## Text segment
◇ ◇ ◇

The objective was to compare urine protein, urine protein to creatinine ratio (UPC) and N-acetyl-β-D-glucosaminidase (NAG) index between cats with idiopathic cystitis and clinically normal cats.

Methods

Urine and blood samples were collected from 19 clinically normal cats and 19 cats with idiopathic cystitis without azotaemia at the time of first presentation. Urine protein, urine creatinine and UPC were measured. Additionally, the urinary NAG concentration was measured using the colorimetric method, and the NAG index was calculated by dividing the urinary NAG concentration by the urine creatinine ratio.

Results

Urine protein concentration (mean ± SEM) was four times higher in cats with idiopathic cystitis (218.29 ± 58.95) than in clinically normal cats (56.13 ± 9.95) (P <0.05). The UPC (mean ± SEM) of cats with idiopathic cystitis (0.70 ± 0.19) was also five times higher than that of clinically normal cats (0.14 ± 0.02) (P <0.05). The mean ± SEM NAG index in cats with idiopathic cystitis (4.79 ± 1.53 U/g) was two times higher than that in clinically normal cats (2.14 ± 0.48 U/g). The log UPC was positively correlated with the log NAG index in cats with idiopathic cystitis at moderate levels (r² = 0.512; P <0.05).

Conclusions and relevance

Cats with idiopathic cystitis had increased amounts of urine protein and an increased UPC. Further study is needed to address the role of urinary NAG and its relationship with glycosaminoglycan levels in cats with idiopathic cystitis.

◇ ◇ ◇

## Data records
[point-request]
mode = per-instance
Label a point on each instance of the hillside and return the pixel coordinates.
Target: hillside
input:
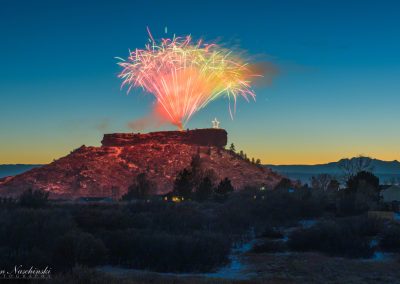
(110, 170)
(15, 169)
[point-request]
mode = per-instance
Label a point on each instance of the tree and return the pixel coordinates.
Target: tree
(33, 198)
(362, 192)
(139, 189)
(195, 170)
(362, 181)
(224, 187)
(232, 148)
(351, 167)
(204, 190)
(183, 184)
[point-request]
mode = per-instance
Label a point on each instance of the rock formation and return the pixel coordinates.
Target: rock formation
(109, 170)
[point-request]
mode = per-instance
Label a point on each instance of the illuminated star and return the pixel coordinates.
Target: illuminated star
(215, 123)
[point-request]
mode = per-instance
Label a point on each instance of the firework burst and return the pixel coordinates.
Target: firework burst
(185, 76)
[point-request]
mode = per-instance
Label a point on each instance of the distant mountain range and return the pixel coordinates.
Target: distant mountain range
(385, 170)
(12, 170)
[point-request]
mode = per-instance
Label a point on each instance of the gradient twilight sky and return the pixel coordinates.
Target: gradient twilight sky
(337, 94)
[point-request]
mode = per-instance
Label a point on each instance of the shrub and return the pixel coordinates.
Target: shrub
(390, 240)
(33, 198)
(330, 238)
(271, 233)
(79, 248)
(269, 246)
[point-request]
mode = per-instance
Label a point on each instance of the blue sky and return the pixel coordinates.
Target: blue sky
(337, 93)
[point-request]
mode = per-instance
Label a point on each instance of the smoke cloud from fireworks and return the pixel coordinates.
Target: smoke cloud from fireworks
(185, 76)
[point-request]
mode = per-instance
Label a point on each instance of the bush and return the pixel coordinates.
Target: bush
(331, 238)
(270, 247)
(78, 248)
(271, 233)
(165, 252)
(390, 240)
(33, 199)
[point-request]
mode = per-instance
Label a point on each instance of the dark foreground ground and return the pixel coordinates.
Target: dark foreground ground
(251, 236)
(262, 268)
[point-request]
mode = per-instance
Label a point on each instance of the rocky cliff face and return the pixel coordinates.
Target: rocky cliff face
(200, 137)
(110, 169)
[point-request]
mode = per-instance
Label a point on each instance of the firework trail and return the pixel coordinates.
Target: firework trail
(185, 76)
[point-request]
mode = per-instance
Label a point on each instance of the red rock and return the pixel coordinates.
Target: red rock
(110, 169)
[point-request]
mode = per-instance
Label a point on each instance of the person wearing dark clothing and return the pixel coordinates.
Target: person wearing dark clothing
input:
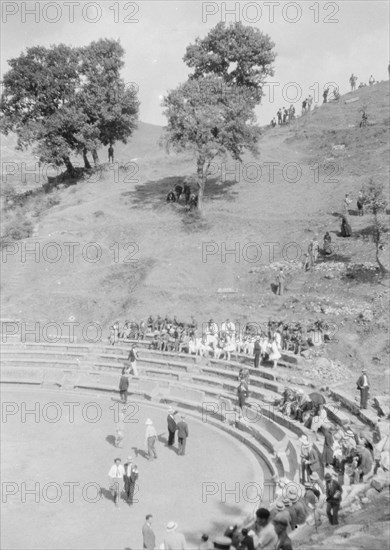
(171, 197)
(345, 228)
(257, 353)
(187, 192)
(325, 95)
(333, 499)
(123, 387)
(130, 477)
(327, 453)
(363, 386)
(178, 191)
(327, 244)
(284, 541)
(242, 394)
(172, 426)
(182, 435)
(246, 541)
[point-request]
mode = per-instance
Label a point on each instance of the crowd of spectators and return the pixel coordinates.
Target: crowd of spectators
(263, 341)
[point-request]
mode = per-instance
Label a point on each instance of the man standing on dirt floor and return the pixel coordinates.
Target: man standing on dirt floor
(151, 439)
(333, 499)
(123, 387)
(130, 477)
(363, 386)
(116, 477)
(280, 281)
(182, 434)
(172, 426)
(111, 154)
(149, 538)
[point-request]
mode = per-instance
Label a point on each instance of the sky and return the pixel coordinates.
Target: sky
(316, 42)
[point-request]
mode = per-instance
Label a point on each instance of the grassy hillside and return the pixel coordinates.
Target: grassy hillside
(242, 205)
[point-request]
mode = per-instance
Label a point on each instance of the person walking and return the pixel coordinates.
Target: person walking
(365, 463)
(242, 394)
(116, 476)
(363, 386)
(172, 426)
(182, 435)
(360, 203)
(130, 477)
(123, 387)
(174, 540)
(133, 356)
(352, 81)
(148, 536)
(111, 153)
(284, 541)
(333, 498)
(280, 278)
(151, 439)
(257, 352)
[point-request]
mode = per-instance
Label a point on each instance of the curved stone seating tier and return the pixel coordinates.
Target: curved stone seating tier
(184, 397)
(60, 348)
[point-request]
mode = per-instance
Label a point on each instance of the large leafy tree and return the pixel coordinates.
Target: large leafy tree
(212, 114)
(68, 101)
(111, 107)
(241, 55)
(208, 124)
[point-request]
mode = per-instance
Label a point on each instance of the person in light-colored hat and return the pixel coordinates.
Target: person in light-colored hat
(281, 526)
(223, 543)
(182, 435)
(363, 385)
(278, 506)
(282, 512)
(289, 508)
(174, 540)
(150, 439)
(172, 426)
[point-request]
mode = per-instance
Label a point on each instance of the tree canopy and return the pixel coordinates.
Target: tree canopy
(67, 100)
(212, 113)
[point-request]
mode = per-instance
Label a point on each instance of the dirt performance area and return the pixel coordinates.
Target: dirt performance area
(55, 463)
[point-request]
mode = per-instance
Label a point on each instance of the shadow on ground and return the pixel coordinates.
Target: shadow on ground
(153, 193)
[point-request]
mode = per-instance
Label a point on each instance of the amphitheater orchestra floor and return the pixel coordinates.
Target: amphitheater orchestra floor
(55, 459)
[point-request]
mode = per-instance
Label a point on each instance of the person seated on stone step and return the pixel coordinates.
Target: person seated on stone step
(171, 197)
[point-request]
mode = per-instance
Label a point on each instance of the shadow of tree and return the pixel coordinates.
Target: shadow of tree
(154, 192)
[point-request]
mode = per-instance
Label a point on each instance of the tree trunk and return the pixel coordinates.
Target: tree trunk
(87, 164)
(95, 157)
(381, 266)
(201, 181)
(69, 167)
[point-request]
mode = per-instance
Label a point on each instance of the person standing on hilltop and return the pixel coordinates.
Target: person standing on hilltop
(353, 80)
(347, 202)
(111, 153)
(280, 278)
(325, 95)
(363, 386)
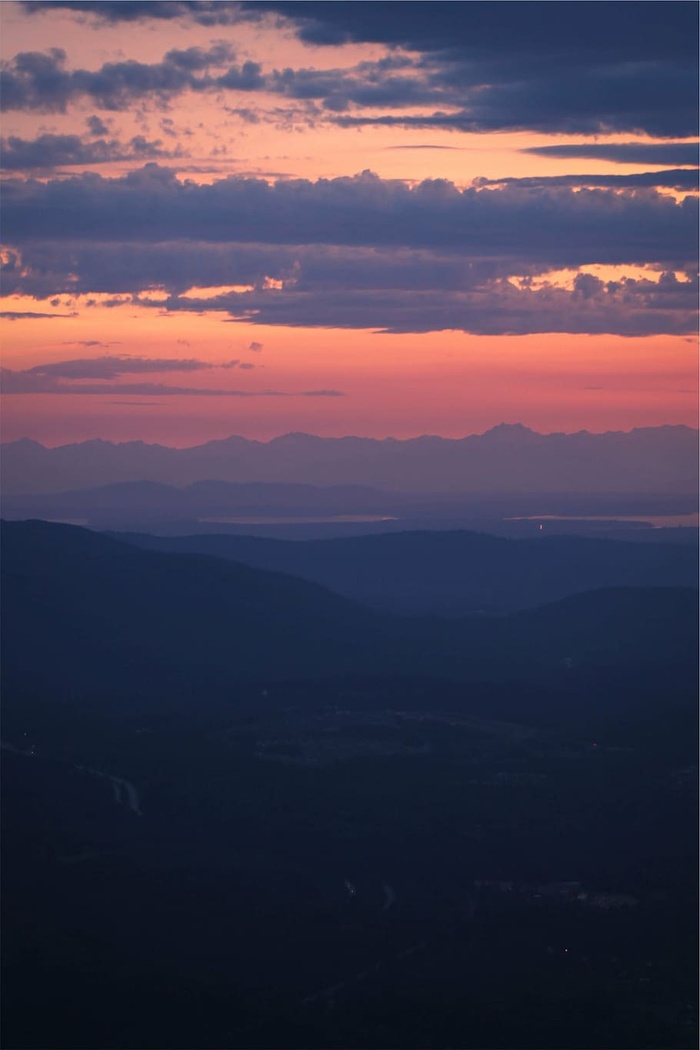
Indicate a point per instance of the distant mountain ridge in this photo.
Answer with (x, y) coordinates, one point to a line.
(508, 458)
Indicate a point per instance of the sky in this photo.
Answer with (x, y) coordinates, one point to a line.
(373, 218)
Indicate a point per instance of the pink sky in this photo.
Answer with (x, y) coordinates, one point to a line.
(490, 326)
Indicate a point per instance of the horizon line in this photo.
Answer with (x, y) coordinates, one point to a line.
(357, 437)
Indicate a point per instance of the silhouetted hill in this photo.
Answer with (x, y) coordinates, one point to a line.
(451, 572)
(85, 613)
(509, 458)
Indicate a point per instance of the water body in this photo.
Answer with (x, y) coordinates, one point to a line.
(273, 520)
(656, 521)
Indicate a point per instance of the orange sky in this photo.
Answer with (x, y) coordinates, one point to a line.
(449, 382)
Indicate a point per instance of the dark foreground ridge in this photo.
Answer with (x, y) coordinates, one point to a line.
(454, 572)
(240, 811)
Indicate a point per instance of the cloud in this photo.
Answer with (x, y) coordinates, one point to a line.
(50, 151)
(40, 81)
(624, 152)
(556, 67)
(358, 252)
(202, 12)
(590, 70)
(679, 179)
(426, 146)
(559, 226)
(25, 315)
(32, 381)
(112, 366)
(97, 126)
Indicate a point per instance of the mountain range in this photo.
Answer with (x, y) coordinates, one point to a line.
(509, 458)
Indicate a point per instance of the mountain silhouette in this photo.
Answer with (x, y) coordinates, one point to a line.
(85, 614)
(507, 458)
(453, 572)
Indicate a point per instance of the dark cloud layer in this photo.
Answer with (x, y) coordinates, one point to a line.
(360, 252)
(554, 67)
(626, 152)
(202, 12)
(556, 226)
(573, 66)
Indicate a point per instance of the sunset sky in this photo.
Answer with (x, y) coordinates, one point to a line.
(373, 218)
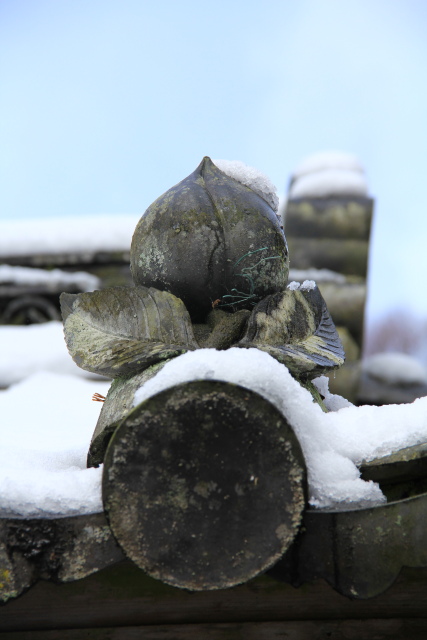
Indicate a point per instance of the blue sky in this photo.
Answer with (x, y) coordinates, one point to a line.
(105, 104)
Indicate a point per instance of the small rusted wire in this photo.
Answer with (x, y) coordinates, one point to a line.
(97, 397)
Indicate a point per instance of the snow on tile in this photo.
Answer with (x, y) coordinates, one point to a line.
(26, 350)
(46, 427)
(80, 234)
(53, 280)
(333, 444)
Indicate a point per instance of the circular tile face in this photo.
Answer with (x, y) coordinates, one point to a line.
(204, 485)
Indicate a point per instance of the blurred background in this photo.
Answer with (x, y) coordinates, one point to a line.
(105, 105)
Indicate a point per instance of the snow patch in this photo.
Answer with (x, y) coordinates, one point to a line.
(88, 234)
(53, 280)
(308, 285)
(251, 178)
(333, 444)
(26, 350)
(45, 432)
(395, 369)
(326, 174)
(329, 182)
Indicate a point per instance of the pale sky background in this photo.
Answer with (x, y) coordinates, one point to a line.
(105, 104)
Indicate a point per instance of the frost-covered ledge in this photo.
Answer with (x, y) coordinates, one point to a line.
(357, 541)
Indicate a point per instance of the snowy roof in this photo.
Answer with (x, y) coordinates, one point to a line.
(333, 443)
(53, 280)
(44, 444)
(83, 234)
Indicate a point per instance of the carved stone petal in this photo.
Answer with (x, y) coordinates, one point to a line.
(295, 327)
(124, 330)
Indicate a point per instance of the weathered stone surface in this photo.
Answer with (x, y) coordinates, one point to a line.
(210, 238)
(359, 552)
(345, 217)
(117, 405)
(124, 330)
(350, 346)
(224, 328)
(345, 381)
(204, 485)
(346, 304)
(295, 328)
(346, 256)
(58, 549)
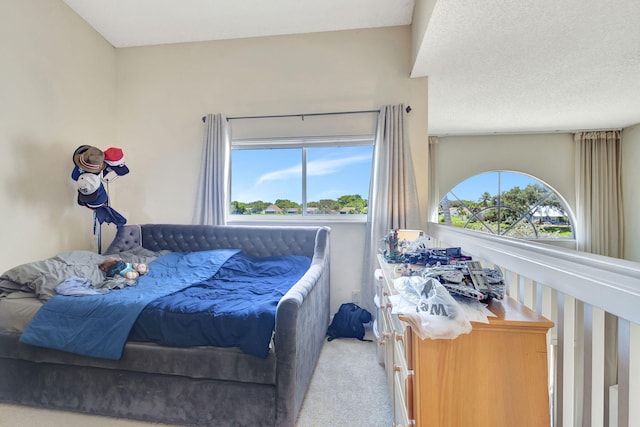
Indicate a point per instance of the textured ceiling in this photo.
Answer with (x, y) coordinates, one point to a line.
(494, 66)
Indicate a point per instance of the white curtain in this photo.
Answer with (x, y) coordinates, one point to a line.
(599, 193)
(599, 227)
(392, 194)
(212, 197)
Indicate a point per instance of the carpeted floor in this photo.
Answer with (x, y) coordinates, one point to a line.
(348, 388)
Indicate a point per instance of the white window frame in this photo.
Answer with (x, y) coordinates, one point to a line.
(303, 143)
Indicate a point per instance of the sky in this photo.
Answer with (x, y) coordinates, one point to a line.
(273, 174)
(473, 187)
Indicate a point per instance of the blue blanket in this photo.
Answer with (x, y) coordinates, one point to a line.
(234, 308)
(98, 325)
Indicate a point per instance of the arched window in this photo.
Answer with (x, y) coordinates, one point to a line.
(508, 204)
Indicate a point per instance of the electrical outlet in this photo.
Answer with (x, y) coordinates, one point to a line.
(355, 296)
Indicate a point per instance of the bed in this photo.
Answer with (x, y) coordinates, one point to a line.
(188, 383)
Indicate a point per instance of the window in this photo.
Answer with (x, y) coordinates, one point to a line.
(293, 177)
(508, 204)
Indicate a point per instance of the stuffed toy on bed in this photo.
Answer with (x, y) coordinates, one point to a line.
(117, 267)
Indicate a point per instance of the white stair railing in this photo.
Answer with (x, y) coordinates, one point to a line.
(594, 302)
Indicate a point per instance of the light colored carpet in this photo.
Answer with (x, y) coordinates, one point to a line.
(348, 388)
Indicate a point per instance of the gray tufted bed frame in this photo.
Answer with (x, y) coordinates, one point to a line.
(205, 386)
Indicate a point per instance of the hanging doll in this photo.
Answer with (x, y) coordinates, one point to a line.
(130, 271)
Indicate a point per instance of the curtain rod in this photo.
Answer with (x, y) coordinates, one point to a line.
(301, 115)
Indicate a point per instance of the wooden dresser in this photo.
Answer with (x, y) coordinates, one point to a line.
(494, 376)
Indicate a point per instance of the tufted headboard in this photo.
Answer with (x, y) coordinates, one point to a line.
(260, 241)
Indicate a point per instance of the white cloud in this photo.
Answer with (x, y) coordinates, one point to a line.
(315, 168)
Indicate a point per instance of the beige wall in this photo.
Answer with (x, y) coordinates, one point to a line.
(163, 91)
(57, 91)
(631, 191)
(547, 157)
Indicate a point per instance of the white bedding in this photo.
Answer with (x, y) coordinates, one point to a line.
(17, 310)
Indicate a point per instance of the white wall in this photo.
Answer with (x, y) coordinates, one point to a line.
(57, 91)
(163, 91)
(631, 191)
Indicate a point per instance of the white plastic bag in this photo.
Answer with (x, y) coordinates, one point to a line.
(432, 310)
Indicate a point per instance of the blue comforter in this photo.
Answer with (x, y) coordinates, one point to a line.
(98, 325)
(219, 297)
(234, 308)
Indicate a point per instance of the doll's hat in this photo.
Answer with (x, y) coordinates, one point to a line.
(89, 159)
(88, 184)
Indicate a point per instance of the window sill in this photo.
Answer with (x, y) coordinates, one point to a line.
(296, 220)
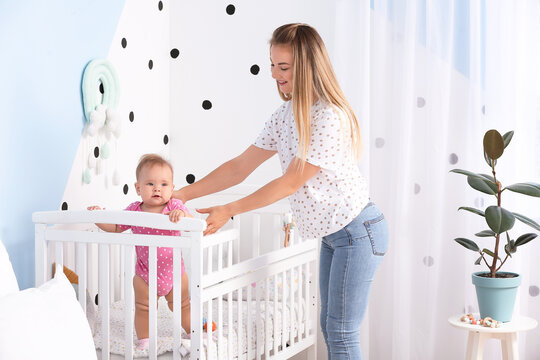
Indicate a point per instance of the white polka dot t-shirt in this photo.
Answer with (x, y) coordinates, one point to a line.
(334, 196)
(164, 254)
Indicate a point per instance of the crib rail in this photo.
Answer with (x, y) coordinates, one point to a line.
(279, 283)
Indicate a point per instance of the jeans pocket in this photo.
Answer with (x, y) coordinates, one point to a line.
(377, 230)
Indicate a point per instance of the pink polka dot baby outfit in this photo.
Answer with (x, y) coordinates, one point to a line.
(164, 254)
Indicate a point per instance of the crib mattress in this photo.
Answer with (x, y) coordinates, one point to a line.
(165, 341)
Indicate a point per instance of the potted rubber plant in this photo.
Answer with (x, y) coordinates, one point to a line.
(495, 289)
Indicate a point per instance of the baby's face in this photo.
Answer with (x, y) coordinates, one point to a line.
(155, 185)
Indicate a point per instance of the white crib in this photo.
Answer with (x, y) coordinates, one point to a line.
(223, 279)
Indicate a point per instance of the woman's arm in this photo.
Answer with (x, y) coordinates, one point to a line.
(228, 174)
(277, 189)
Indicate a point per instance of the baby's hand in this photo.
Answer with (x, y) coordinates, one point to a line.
(95, 207)
(176, 215)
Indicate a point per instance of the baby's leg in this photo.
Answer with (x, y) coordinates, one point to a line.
(186, 305)
(140, 288)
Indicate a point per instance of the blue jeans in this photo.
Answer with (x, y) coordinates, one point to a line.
(349, 258)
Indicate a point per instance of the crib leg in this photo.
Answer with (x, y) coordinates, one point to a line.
(312, 351)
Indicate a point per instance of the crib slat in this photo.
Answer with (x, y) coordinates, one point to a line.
(40, 250)
(152, 302)
(129, 268)
(306, 300)
(299, 303)
(256, 236)
(274, 318)
(283, 309)
(266, 341)
(229, 304)
(240, 332)
(104, 299)
(258, 321)
(177, 302)
(209, 330)
(59, 257)
(220, 324)
(210, 260)
(195, 292)
(81, 270)
(249, 323)
(291, 308)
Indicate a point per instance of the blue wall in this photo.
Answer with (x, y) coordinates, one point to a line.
(44, 47)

◇ ◇ ◇

## Work task
Update the cystitis text from the words "Conclusions and relevance" through "with idiopathic cystitis.", replacing "Further study" with "Additional research".

## Written answer
Conclusions and relevance

Cats with idiopathic cystitis had increased amounts of urine protein and an increased UPC. Additional research is needed to address the role of urinary NAG and its relationship with glycosaminoglycan levels in cats with idiopathic cystitis.